→ **Quoted passage**:
┄┄┄┄┄┄┄┄┄┄┄┄┄┄┄┄┄┄┄┄

I use it with a controler as follow:

    (function()
{
var module = angular.module("couponAdmin");
module.controller("fileCtrl", fileCtrlCtor)

function fileCtrlCtor(uploadService,$scope) {

    $scope.uploadFile = function(item){
        uploadService.doPost(item);
    }

}

})();

and this is the service :

    (function(){var module = angular.module("couponAdmin");

module.service("uploadService", uploadServiceCtor);

function uploadServiceCtor($http,typeService,getterService) {

    this.doPost = function(item){
        this.fd = new FormData();
        this.fd.append("file", item);
        $http.post( "http://localhost:8080/couponService/webapi/file/upload",this.fd,{
                        headers: {'Content-Type': undefined },
                        transformRequest: angular.identity

                    }).then(
                function(promise){alert("success")
                },
                function(){
            alert("failure on uploaaaad")
            return;
        })
    }


}})()

┄┄┄┄┄┄┄┄┄┄┄┄┄┄┄┄┄┄┄┄

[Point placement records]
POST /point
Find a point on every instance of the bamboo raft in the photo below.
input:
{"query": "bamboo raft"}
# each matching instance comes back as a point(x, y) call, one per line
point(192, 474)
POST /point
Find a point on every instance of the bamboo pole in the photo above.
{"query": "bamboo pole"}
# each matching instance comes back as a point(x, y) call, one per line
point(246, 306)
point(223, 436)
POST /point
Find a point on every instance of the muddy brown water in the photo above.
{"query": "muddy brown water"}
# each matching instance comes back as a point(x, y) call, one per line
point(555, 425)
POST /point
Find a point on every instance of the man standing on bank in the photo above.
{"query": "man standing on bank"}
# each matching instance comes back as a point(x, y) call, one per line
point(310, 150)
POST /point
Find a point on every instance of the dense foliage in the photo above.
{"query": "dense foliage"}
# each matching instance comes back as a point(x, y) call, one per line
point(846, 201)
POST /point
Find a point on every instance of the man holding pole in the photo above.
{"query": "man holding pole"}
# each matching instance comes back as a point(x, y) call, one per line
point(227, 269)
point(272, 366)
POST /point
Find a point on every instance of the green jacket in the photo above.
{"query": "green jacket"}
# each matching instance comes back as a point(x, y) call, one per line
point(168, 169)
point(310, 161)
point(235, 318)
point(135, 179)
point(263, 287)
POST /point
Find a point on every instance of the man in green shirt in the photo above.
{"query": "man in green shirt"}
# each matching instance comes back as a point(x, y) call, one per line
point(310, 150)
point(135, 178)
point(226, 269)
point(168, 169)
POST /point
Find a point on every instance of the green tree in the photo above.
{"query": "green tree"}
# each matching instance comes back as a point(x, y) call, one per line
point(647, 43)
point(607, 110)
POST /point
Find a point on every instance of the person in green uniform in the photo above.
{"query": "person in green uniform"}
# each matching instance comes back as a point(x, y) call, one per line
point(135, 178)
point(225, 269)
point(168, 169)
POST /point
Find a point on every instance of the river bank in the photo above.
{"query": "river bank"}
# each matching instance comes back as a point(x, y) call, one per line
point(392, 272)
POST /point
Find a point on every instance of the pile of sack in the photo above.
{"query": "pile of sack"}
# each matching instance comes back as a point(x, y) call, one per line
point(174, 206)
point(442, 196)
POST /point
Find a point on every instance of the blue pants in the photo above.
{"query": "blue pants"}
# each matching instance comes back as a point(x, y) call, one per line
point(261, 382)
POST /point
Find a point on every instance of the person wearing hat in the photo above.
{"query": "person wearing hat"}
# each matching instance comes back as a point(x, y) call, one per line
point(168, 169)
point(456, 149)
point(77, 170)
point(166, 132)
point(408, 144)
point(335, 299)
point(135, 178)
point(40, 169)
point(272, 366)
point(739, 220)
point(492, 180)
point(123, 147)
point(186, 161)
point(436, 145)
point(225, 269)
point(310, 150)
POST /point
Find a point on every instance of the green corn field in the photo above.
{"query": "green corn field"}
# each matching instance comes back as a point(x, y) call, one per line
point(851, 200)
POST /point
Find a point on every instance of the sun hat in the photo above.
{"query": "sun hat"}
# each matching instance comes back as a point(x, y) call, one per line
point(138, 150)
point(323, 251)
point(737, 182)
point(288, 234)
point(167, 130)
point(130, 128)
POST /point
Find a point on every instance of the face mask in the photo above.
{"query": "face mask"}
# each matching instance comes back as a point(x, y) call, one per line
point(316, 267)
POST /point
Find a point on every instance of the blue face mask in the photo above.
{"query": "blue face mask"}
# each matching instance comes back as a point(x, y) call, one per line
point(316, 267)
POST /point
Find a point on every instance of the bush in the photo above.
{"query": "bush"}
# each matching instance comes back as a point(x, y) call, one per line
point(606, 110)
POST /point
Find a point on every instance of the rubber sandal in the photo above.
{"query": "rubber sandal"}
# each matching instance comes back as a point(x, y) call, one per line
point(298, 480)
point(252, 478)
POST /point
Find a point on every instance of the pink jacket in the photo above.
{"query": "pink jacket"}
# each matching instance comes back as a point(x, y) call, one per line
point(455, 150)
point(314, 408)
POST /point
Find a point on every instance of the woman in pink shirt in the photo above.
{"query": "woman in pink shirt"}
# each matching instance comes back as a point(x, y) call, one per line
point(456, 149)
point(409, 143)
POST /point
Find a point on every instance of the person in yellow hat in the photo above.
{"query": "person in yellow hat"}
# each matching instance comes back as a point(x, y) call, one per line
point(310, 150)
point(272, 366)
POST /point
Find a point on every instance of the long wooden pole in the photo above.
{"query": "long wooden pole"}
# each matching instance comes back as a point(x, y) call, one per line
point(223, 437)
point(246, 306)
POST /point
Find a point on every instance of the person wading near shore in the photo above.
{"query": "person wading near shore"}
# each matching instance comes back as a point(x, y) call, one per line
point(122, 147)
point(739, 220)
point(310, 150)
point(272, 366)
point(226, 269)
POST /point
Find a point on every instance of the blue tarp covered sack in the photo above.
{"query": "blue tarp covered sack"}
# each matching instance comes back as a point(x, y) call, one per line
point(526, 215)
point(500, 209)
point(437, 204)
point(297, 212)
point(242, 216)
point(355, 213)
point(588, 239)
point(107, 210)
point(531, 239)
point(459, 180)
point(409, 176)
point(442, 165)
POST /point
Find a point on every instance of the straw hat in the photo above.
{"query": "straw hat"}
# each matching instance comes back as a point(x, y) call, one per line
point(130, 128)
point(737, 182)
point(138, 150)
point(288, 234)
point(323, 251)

┄┄┄┄┄┄┄┄┄┄┄┄┄┄┄┄┄┄┄┄

→ **Task statement**: In the AngularJS upload code, what URL does the service's doPost function send its POST request to?

→ **Written solution**: http://localhost:8080/couponService/webapi/file/upload